* Exercise requirements *
[a] Rewrite the paragraph in the Earl Howard excerpt that begins "Howard has received numerous awards" as a short bulleted list of its main facts.
[b] According to the Earl Howard excerpt, in what year was Howard's first sound installation commissioned?
[c] Reproduce the passage of the Earl Howard excerpt starting at "Earl Howard (born" and ending at "Museum of Art.".

* Excerpt provided *
- - - -
Earl Howard (born 1951) is an American avant-garde composer, arranger, saxophonist, synthesizer player and multi-instrumentalist.

Howard is one of the pioneers of what is called "new" music. He has been in the industry for over thirty years. Howard has performed with Anthony Davis, Gerry Hemingway, Georg Graewe, Mari Kimura, Mark Dresser, Yuko Fujiyama, Evan Parker, Thomas Buckner, George Lewis (trombonist) and many of the other most prominent musicians in his field.

Howard has received numerous awards including, a grant from Harvard's the Fromm Foundation, a Regents Fellowship at University of California, San Diego, and three New York Foundation for the Arts Fellowships. In 2004 Howard's first sound installation was commissioned for the Tiffany Collection at the Queens Museum of Art.
- - - -
* Provided data *

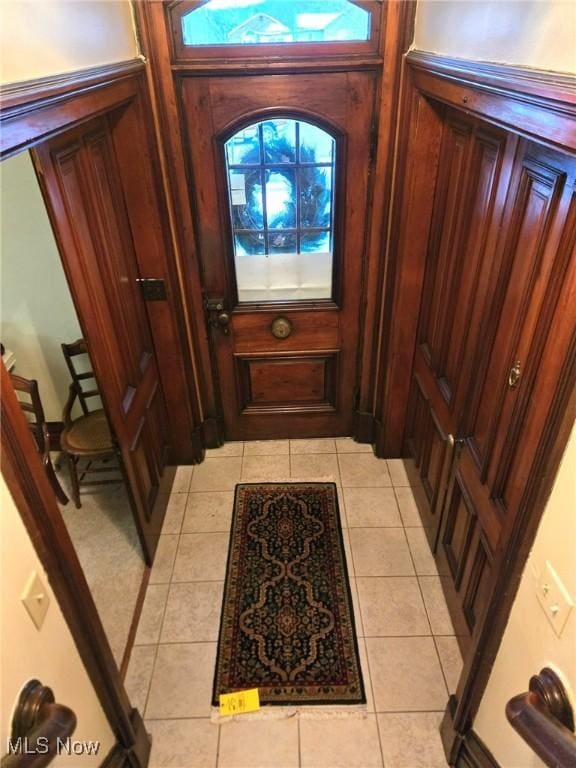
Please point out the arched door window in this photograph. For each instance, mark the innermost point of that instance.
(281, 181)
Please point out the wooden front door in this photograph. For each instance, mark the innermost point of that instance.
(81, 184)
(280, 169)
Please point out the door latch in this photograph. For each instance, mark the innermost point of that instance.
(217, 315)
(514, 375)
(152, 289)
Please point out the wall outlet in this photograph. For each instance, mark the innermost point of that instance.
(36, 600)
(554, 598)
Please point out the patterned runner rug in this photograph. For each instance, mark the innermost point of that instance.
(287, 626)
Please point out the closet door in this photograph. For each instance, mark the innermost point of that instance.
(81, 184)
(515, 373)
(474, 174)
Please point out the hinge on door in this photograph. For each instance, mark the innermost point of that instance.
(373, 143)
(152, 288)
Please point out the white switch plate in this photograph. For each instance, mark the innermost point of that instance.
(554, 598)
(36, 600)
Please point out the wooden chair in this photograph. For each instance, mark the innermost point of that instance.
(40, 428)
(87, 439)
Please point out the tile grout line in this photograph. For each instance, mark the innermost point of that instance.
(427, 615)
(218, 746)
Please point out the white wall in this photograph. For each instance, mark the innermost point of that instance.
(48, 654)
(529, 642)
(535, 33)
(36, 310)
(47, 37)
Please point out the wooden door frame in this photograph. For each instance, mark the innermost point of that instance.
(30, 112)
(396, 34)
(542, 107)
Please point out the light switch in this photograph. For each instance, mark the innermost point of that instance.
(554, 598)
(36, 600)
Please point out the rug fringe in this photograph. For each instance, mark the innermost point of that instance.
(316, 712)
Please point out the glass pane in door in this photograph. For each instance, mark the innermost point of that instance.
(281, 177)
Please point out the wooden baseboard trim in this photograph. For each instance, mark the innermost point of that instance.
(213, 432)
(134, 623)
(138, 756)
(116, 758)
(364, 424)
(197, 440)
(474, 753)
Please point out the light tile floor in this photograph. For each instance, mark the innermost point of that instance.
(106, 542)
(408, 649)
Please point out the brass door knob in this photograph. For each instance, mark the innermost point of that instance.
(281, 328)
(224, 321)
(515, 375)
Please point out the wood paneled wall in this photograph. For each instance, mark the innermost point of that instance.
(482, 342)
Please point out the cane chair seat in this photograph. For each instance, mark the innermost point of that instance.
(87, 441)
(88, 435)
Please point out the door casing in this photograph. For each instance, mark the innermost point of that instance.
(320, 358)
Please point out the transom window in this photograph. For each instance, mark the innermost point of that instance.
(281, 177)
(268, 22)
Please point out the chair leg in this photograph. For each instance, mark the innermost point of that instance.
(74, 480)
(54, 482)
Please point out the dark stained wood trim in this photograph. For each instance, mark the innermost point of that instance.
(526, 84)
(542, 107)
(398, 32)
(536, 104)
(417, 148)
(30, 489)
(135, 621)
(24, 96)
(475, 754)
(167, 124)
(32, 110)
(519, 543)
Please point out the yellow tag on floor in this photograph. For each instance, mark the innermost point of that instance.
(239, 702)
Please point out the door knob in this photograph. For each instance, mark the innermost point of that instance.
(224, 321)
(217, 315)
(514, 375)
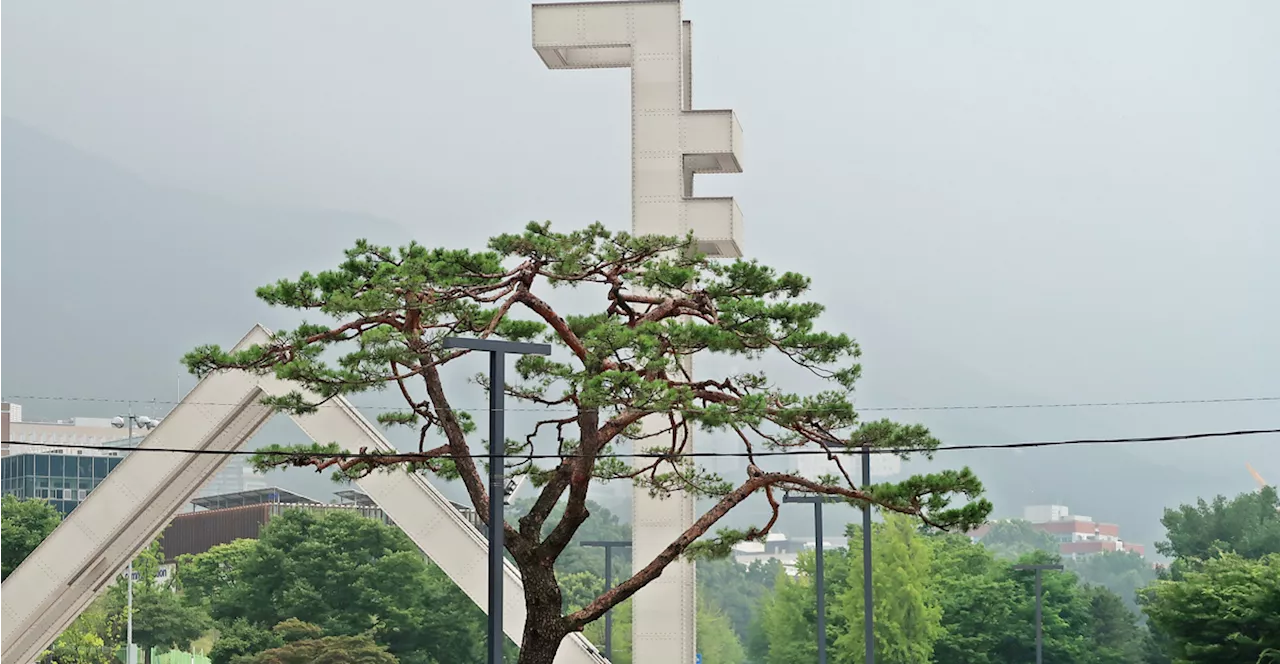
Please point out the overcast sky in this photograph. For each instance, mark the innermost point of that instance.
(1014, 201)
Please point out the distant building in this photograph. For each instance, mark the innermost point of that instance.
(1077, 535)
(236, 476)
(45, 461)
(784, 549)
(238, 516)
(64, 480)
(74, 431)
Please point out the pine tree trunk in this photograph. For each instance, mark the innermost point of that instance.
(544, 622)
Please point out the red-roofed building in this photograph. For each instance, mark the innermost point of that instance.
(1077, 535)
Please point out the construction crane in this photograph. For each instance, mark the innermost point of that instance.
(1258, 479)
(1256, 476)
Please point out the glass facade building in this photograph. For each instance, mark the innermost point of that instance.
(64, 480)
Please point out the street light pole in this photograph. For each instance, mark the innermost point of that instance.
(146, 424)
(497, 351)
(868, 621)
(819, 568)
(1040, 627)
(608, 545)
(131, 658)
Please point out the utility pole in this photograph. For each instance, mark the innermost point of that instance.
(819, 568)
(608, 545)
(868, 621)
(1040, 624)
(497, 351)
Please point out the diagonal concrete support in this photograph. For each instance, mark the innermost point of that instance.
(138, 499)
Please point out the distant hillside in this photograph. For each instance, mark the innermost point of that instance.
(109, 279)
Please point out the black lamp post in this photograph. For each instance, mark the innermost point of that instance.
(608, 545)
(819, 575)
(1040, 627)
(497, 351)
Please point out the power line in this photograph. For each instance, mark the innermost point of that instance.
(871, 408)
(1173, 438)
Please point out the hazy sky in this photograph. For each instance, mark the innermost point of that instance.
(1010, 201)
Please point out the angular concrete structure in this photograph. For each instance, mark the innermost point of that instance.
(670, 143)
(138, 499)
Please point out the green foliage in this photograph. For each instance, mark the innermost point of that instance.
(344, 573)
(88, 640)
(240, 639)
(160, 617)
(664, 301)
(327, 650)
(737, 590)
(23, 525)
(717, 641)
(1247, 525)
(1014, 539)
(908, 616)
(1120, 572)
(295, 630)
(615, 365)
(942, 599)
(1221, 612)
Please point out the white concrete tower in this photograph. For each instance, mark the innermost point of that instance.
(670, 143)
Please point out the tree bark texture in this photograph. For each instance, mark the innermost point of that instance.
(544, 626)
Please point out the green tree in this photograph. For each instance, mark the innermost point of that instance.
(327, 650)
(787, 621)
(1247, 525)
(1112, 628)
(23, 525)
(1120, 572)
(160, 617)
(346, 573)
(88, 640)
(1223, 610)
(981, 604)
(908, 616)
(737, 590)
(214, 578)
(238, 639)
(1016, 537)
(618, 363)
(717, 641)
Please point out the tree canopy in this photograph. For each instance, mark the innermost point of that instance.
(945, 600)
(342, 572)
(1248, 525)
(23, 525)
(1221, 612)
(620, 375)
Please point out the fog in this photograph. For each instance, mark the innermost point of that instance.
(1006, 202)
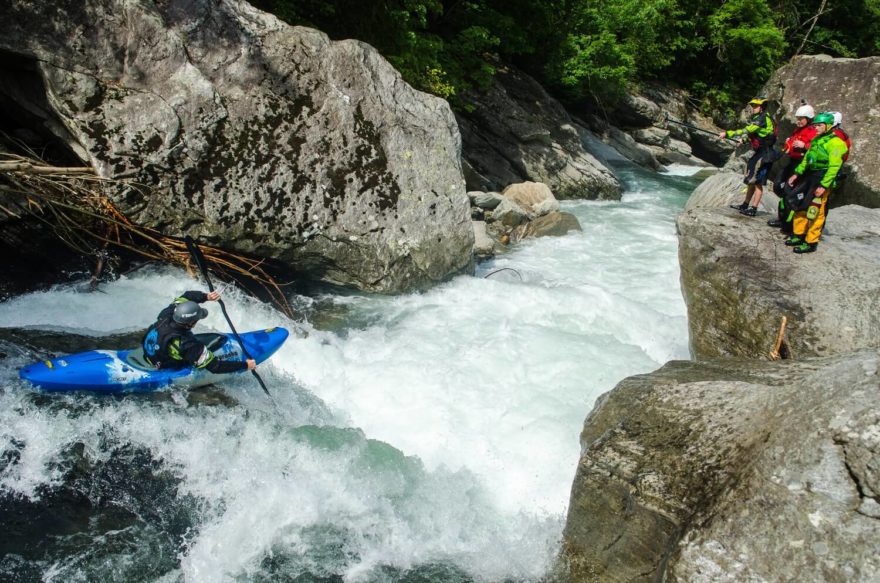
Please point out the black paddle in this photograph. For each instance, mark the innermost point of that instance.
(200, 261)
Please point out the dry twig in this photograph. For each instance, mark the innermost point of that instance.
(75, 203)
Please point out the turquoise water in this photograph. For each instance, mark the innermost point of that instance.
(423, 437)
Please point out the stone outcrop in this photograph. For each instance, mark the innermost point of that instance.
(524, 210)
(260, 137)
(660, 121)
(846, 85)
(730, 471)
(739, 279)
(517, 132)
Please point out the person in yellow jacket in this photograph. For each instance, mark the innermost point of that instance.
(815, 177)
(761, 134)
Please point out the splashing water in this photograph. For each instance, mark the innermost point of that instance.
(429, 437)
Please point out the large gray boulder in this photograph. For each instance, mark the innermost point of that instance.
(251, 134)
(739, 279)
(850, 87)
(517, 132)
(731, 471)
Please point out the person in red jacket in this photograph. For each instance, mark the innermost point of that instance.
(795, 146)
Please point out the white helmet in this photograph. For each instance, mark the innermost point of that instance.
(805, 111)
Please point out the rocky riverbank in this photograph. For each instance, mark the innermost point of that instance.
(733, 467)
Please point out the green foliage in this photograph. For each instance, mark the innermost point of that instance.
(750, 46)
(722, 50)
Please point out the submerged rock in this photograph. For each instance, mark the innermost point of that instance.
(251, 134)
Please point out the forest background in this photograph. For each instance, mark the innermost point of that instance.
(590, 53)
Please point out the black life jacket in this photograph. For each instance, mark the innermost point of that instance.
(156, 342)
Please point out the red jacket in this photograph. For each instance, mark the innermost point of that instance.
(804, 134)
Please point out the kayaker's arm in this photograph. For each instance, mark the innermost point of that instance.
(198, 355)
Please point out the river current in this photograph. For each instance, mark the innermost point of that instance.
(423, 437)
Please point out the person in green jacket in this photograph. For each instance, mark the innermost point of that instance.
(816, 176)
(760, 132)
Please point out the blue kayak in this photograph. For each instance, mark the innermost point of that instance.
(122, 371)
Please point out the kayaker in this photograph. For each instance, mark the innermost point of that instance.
- - - -
* Your responses *
[a]
- Awards: a Fromm Foundation grant from Harvard, a Regents Fellowship at University of California, San Diego, and three New York Foundation for the Arts Fellowships
- 2004: his first sound installation was commissioned for the Tiffany Collection at the Queens Museum of Art

[b] 2004

[c]
Earl Howard (born 1951) is an American avant-garde composer, arranger, saxophonist, synthesizer player and multi-instrumentalist.

Howard is one of the pioneers of what is called "new" music. He has been in the industry for over thirty years. Howard has performed with Anthony Davis, Gerry Hemingway, Georg Graewe, Mari Kimura, Mark Dresser, Yuko Fujiyama, Evan Parker, Thomas Buckner, George Lewis (trombonist) and many of the other most prominent musicians in his field.

Howard has received numerous awards including, a grant from Harvard's the Fromm Foundation, a Regents Fellowship at University of California, San Diego, and three New York Foundation for the Arts Fellowships. In 2004 Howard's first sound installation was commissioned for the Tiffany Collection at the Queens Museum of Art.